**Extracted material:**
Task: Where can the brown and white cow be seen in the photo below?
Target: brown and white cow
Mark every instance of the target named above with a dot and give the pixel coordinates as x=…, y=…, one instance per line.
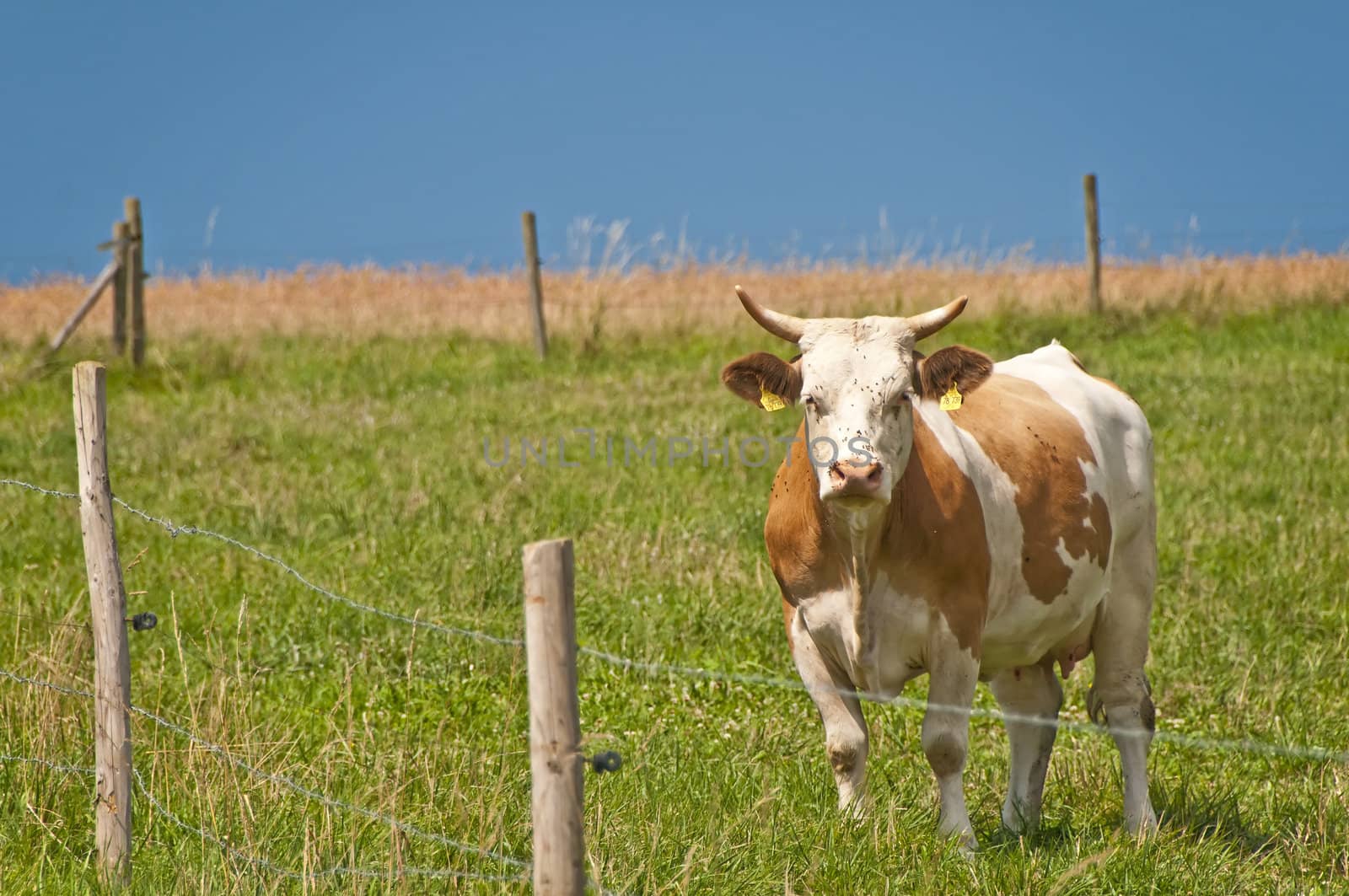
x=981, y=543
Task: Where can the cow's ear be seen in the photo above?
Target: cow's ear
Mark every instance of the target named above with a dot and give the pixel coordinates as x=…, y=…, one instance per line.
x=761, y=373
x=958, y=365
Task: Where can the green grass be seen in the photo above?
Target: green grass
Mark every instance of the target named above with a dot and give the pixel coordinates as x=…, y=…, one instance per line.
x=362, y=464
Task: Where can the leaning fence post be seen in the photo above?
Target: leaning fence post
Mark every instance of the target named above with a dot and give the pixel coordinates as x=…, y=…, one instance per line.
x=1093, y=224
x=555, y=729
x=121, y=243
x=536, y=281
x=135, y=258
x=108, y=608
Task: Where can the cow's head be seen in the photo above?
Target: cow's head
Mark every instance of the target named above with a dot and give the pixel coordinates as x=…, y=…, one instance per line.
x=858, y=379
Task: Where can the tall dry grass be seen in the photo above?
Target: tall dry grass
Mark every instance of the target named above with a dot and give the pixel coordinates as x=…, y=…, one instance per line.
x=432, y=300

**Assignment:** Copy out each line of the data that holds the string "tall".

**Output of the task:**
Task: Where can the tall dry grass be seen in the photo above?
Target: tall dry grass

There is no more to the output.